**GIVEN EXERCISE:**
Would you restate all the data that follows, word for word?
>> Begin INPUT FOR THIS TASK
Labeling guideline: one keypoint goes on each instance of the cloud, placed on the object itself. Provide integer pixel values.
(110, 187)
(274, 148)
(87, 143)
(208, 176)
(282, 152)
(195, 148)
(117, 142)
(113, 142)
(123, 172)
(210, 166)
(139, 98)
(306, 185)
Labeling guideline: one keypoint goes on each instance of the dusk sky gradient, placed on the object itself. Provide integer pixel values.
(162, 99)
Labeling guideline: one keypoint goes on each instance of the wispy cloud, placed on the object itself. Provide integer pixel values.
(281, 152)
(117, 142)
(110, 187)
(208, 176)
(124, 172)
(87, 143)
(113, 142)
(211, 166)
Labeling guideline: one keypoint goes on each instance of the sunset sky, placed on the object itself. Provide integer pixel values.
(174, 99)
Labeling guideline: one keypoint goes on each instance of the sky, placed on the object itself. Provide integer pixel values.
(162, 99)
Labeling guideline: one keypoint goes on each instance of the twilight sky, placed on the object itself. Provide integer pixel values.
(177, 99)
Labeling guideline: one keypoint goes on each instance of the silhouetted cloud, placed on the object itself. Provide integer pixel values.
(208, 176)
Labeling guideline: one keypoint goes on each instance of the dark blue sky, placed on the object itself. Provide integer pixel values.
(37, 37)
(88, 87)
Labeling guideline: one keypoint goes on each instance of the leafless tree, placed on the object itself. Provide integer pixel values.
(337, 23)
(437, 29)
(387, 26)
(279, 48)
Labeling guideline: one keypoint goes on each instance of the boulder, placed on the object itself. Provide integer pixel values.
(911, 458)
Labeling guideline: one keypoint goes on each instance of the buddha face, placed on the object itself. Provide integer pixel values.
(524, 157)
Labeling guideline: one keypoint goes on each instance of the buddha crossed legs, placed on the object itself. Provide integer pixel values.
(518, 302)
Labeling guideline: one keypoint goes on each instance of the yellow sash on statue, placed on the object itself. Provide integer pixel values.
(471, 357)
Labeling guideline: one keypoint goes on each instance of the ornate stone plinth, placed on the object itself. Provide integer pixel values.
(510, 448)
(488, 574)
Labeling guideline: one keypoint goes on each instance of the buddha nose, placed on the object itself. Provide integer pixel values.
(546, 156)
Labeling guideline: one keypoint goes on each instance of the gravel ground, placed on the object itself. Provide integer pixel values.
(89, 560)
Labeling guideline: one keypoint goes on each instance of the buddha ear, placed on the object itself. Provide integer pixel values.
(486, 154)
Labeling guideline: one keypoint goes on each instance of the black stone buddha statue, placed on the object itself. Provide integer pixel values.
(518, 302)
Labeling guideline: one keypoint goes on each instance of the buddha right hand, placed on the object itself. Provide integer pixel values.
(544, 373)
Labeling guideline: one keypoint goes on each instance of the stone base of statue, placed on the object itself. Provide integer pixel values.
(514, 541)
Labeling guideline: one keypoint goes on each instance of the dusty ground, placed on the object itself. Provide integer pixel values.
>> End INPUT FOR THIS TASK
**RESULT BELOW:**
Labeling guideline: one keypoint goes on each instance of the cloud, placed on the object itself. Provide integer pixel values.
(110, 187)
(274, 148)
(87, 143)
(208, 176)
(282, 152)
(195, 148)
(117, 142)
(113, 142)
(123, 172)
(210, 166)
(139, 98)
(306, 185)
Labeling guideline: one keypoint goes on each instance of the dusk sky gradient, placed on the object itself. Provide integer pixel values.
(162, 99)
Labeling guideline: one keypoint goes on each instance of the wispy cloud, placed on the object itself. Provide integer pixel values.
(281, 152)
(117, 142)
(110, 187)
(208, 176)
(124, 172)
(87, 143)
(113, 142)
(211, 166)
Labeling guideline: one keypoint goes on each instance of the sunset sky, placed on the object itself. Provide integer pixel values.
(174, 99)
Labeling guideline: one keypoint goes on each instance of the sky, placed on the object itself. Provide integer pixel values.
(162, 99)
Labeling guideline: one keypoint goes on each instance of the twilight sky, placed on the object itself. Provide integer pixel values.
(177, 99)
Labeling guideline: one keypoint goes on each instance of the silhouetted cloud, placed on the object itself. Provide integer pixel values.
(208, 176)
Labeling guideline: one keypoint goes on each instance of the dark blue sky, placed on the object itself. Provide integer pixel values.
(37, 37)
(88, 87)
Labeling guideline: one keypoint goes on each instance of the leafless tree, placed on the object itself. Provide integer pixel values.
(337, 23)
(437, 29)
(387, 26)
(279, 48)
Labeling guideline: one keypoint goes on each instance of the boulder, placed on the object itself. Provide integer pixel values.
(911, 458)
Labeling guideline: one keypoint goes on each instance of the buddha face, placed on the object itself. Provide integer pixel values.
(524, 157)
Labeling guideline: one keypoint goes on each instance of the buddha crossed legs, placed on the object itself. Provide integer pixel values.
(518, 302)
Labeling guideline: one keypoint goes on each instance of the yellow sash on statue, placed on the object itself. Provide integer pixel values.
(471, 357)
Labeling guideline: one keypoint goes on each instance of the ornate stone plinth, placed on the object itself. Provide integer pixel values.
(510, 448)
(488, 574)
Labeling guideline: one keypoint goes on each instance of the buddha nose, placed on the object itself. Provide integer pixel values.
(546, 156)
Labeling guideline: one keypoint goes on each instance of the gravel ground, placed on the object itself. Provide integer pixel values.
(89, 560)
Labeling guideline: one keypoint goes on each instance of the buddha ear, placed on the object itself. Provide integer pixel values.
(486, 154)
Labeling guideline: one keypoint goes on each instance of the black stone buddha statue, placed on the object itself. Provide integer pixel values.
(518, 302)
Labeling guideline: one keypoint goes on each instance of the buddha right hand, placed on the object itself. Provide integer pixel values.
(544, 373)
Labeling guideline: one keypoint goes on each instance of the stone base of statue, placed on the object itself. Provide integer pixel values.
(514, 541)
Labeling guideline: one keypoint goes on each instance of the dusty ground, placed on the object itself. Provide integer pixel values.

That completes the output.